Omit the pictures from the entries below and retype everything else exactly.

[Start of Attachment]

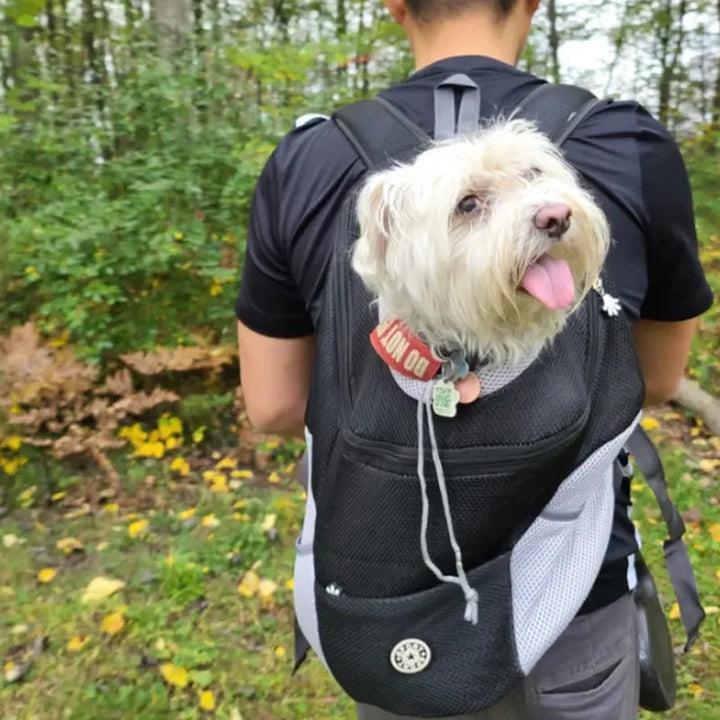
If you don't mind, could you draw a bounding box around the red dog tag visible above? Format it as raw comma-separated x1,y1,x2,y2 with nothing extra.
370,319,442,382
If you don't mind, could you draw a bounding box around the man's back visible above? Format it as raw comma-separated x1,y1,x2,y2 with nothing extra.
237,50,711,625
236,5,713,718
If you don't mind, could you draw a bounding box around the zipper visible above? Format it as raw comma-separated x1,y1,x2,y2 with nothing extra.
335,203,358,411
342,404,587,475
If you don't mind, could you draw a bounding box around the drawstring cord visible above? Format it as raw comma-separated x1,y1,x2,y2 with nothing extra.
416,392,479,625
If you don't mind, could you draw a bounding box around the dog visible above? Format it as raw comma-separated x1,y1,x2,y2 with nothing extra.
352,119,611,369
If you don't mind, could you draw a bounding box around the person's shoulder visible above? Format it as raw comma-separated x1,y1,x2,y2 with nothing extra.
578,94,676,146
271,110,361,178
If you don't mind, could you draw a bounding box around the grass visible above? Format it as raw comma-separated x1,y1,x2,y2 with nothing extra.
1,414,718,720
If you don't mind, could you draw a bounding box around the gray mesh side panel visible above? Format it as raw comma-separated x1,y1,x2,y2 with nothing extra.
511,413,642,674
293,430,327,666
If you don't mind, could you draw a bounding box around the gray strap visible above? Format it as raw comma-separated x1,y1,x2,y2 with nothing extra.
626,426,705,651
434,74,481,140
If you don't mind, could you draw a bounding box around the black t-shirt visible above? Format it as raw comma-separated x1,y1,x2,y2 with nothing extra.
236,56,714,613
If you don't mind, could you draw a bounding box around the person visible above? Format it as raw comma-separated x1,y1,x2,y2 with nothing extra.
235,1,714,718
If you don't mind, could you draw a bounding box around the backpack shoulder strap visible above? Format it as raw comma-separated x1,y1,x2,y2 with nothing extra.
333,96,430,170
332,82,604,171
626,426,706,651
511,83,604,146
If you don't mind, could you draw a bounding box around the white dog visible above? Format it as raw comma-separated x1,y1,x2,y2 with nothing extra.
352,119,610,368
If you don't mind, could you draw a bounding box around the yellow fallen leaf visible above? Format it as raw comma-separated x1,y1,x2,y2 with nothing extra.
691,427,701,438
3,660,23,682
215,457,237,470
669,602,680,620
233,500,247,509
285,578,294,590
233,513,251,522
37,568,58,584
640,417,660,431
51,491,67,502
199,689,216,711
238,570,261,597
160,663,189,688
259,579,278,598
260,514,276,532
103,503,119,515
170,457,190,476
81,576,125,603
202,513,220,529
230,709,244,720
96,542,109,552
688,682,704,698
128,519,149,539
282,463,296,475
178,508,196,521
231,470,253,479
100,611,125,635
275,646,286,658
704,606,719,615
56,537,84,554
2,534,20,548
267,471,281,484
67,636,90,651
710,524,720,544
699,459,720,473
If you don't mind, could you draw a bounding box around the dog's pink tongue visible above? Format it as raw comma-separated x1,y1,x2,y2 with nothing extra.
520,254,575,310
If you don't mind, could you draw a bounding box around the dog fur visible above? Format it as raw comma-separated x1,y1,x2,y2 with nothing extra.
352,119,611,366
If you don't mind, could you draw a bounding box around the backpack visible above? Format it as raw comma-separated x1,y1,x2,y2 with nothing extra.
292,80,704,717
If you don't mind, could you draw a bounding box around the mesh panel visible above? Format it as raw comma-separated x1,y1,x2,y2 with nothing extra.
315,552,522,717
510,417,640,673
345,263,591,450
314,452,578,597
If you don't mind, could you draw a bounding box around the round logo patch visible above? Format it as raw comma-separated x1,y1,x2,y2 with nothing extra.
390,639,432,674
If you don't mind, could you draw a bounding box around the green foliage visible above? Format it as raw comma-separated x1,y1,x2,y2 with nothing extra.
0,52,266,362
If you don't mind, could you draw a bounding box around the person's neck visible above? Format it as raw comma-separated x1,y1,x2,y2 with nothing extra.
408,18,523,71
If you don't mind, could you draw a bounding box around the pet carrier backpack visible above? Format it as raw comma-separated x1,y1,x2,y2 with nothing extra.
291,79,704,717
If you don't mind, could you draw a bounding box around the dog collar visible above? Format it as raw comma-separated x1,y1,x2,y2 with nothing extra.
370,319,442,382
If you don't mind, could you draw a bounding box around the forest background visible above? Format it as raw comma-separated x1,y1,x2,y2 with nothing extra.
0,1,719,719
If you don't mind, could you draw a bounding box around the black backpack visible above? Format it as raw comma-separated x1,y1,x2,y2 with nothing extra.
292,81,704,717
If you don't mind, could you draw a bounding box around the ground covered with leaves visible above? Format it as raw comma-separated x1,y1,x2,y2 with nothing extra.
0,408,718,720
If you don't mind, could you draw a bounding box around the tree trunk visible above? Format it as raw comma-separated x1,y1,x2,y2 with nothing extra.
58,0,75,96
712,0,720,130
337,0,347,38
656,0,687,128
154,0,192,56
546,0,561,84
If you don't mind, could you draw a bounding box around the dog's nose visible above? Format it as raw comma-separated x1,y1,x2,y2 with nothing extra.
535,204,572,238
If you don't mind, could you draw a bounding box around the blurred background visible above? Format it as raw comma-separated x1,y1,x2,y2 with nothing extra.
0,1,718,719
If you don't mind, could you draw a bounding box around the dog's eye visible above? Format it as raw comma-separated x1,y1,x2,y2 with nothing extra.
525,167,542,180
456,195,482,214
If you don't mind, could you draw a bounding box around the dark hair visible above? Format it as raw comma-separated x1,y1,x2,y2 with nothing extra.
406,0,519,21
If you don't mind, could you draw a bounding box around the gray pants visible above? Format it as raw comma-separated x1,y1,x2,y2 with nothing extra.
357,593,640,720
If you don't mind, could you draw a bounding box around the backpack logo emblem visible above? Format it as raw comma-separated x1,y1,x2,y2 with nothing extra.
390,639,432,674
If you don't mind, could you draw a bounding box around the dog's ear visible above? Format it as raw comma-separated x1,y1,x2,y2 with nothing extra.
352,170,395,291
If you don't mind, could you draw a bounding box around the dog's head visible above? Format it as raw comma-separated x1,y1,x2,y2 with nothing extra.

[End of Attachment]

* **YOUR RESPONSE**:
If you don't mind, could you draw a bounding box around the red dog tag visible above? Format it as raw comma-separated x1,y1,x2,y2 with nothing extra.
370,319,442,382
If you don't mind, could you draw a bounding box around the man's back visible above? Format it as raw comma-separated x1,y1,x2,y2 with nothing extra.
237,50,711,625
236,5,713,718
If you don't mind, could you draw a bounding box around the zipper visible above? Format it as raw comma-separated x1,y1,x2,y2 with nothing extra.
335,203,358,411
342,404,587,475
If you don't mind, could you draw a bounding box around the drawstring cord visible above? Format it as raw comma-separated x1,y1,x2,y2 with nothing extra.
416,392,479,625
If you don't mind, could you draw a bounding box around the dog visible above? Format it as raw comma-separated x1,y1,x2,y2 with nothing extra.
352,119,611,369
If you don't mind, could you draw a bounding box around the person's shoulder visible above? Format it as raw comma-separated x1,y1,x2,y2 with nothing extra.
578,94,676,146
271,110,361,178
If you don't mind, could you draw a bounding box around the grass visible above? Format it as raw comma-separated x1,y1,x2,y2 with nothing extra.
1,414,718,720
If you don't mind, could you draw a bounding box around the gray mesh side panel visible above? Format it as raw comma-separated x1,y1,x2,y2 with nothing extra.
511,413,642,674
293,430,327,666
If you don't mind, could you draw a bounding box around the gray strap visible above? Format it as raw comma-separated x1,y1,x2,y2 with nothing extra.
626,426,705,651
434,74,481,140
If you don't mind, could you draw a bounding box around the black t-shirt visible above? Format it as raw comma-separated x1,y1,x2,y2 with nothing extra.
236,56,714,613
If you don't mind, could you draw a bounding box around the person visible above? Format it as raw comma-separated x1,y1,x2,y2 with nothing extra.
235,1,714,718
If you don't mind, could you draw a bounding box around the backpack shoulder strap visible above? Format it as raw comma-separated x1,y1,x2,y2 with nothing extra.
333,96,430,170
332,82,604,171
626,426,706,651
511,83,604,146
If you don't mind, could you draw a bounding box around the white dog visible above? Format it as raw comma-separated x1,y1,x2,y2 with nothing extra.
352,119,610,368
If you don't mind, could you draw a bounding box around the yellow fallen leaf visible above? Format it as raw comma-separated x1,y1,x2,y2 with nothing extra.
691,427,701,438
3,660,23,682
215,457,237,470
669,602,680,620
233,500,247,509
285,578,294,590
233,513,251,522
37,568,58,584
640,417,660,431
51,491,67,502
199,689,216,711
238,570,261,597
160,663,189,688
259,579,278,598
260,514,276,532
103,503,119,515
170,457,190,476
81,576,125,603
202,513,220,529
230,709,244,720
96,542,109,552
688,682,704,698
128,519,149,539
282,463,296,475
178,508,196,521
231,470,253,479
100,611,125,635
275,646,286,658
704,606,719,615
56,537,84,554
2,534,20,548
267,471,281,484
67,636,90,651
710,524,720,544
699,459,720,473
If you don't mind, could you draw a bounding box around the dog's pink tongue visible above? Format it as raw comma-separated x1,y1,x2,y2 with nothing extra.
520,254,575,310
If you don't mind, could you draw a bounding box around the dog fur visible above? Format it as raw comma-separated x1,y1,x2,y2 with nothing extra.
352,119,611,366
If you don't mind, could you draw a bounding box around the backpack visible above? Format it as raw comma-separated x1,y1,x2,y2 with nothing extra.
292,80,704,717
If you don't mind, could you draw a bounding box around the mesh panel visible above? Format it as raw comma-separated x1,y1,x2,y2 with nothing extra.
315,552,522,717
510,417,640,673
345,263,591,450
314,452,578,597
If you don't mind, could you draw a bounding box around the round logo patch visible above? Format it as raw comma-separated x1,y1,x2,y2 with nothing extra.
390,639,432,674
If you don't mind, could you draw a bounding box around the green foliage visible above? Format it as raw comma-separated x1,y1,x2,y2 with nothing extra.
0,52,266,362
If you don't mind, could you draw a bounding box around the person's neck visible above? Format it as raw comma-separated x1,y1,x2,y2 with nothing extra.
408,18,523,71
If you don't mind, could you draw a bounding box around the pet carrier backpack visible above? Format it as raw comma-separated x1,y1,x2,y2 with nothing extra.
291,79,704,717
If you don't mind, could you draw a bounding box around the dog collar visible above? Format it as raw comma-separated x1,y1,x2,y2 with nothing extra.
370,319,442,382
If you don't mind, could you draw a bounding box around the forest background visible above? Format it as raw comma-separated x1,y1,x2,y2 with nothing extra.
0,1,719,719
If you don't mind, could you draw a bounding box around the black backpack visible above? Format it as raw comma-separated x1,y1,x2,y2 with nothing extra.
292,81,704,717
If you don't mind, could you draw a bounding box around the ground covered with leaves visible above? Format it as raw comma-separated x1,y1,x2,y2 with nothing extra.
0,408,718,720
If you don't mind, could you draw a bounding box around the tree trunk visible above? Format it as raw comma-separated x1,y1,x2,y2 with nothing extra.
58,0,75,96
712,0,720,130
337,0,347,38
656,0,687,128
154,0,192,56
546,0,561,84
If you don't mind, could you draw a bounding box around the dog's nose visible above? Format it as raw comma-separated x1,y1,x2,y2 with nothing extra.
535,204,572,238
If you don't mind, could you draw a bounding box around the blurred background visible above? Format it as raw comma-separated x1,y1,x2,y2 with nothing extra.
0,1,718,719
If you don't mind, could you draw a bounding box around the dog's eye visible above? Format it as raw comma-separated x1,y1,x2,y2 with nothing extra.
525,167,542,180
456,195,482,214
If you don't mind, could you draw a bounding box around the dark hair visible above? Format it as raw comma-separated x1,y1,x2,y2 with nothing extra.
406,0,519,21
If you don't mind, could you draw a bounding box around the gray pants visible above? Format it as raw comma-separated x1,y1,x2,y2 with nothing extra.
357,593,640,720
If you don't mind, could you draw a bounding box around the backpack logo emblem visible above? Format it as raw comma-separated x1,y1,x2,y2 with nothing extra.
390,639,432,674
If you don't mind, could you draw a bounding box around the dog's ear visible above? Format it as raw comma-separated x1,y1,x2,y2 with nothing extra.
352,170,395,291
If you don't mind, could you draw a bounding box around the dog's head visible above? Format it as raw comma-separated x1,y1,x2,y2 with nothing extra.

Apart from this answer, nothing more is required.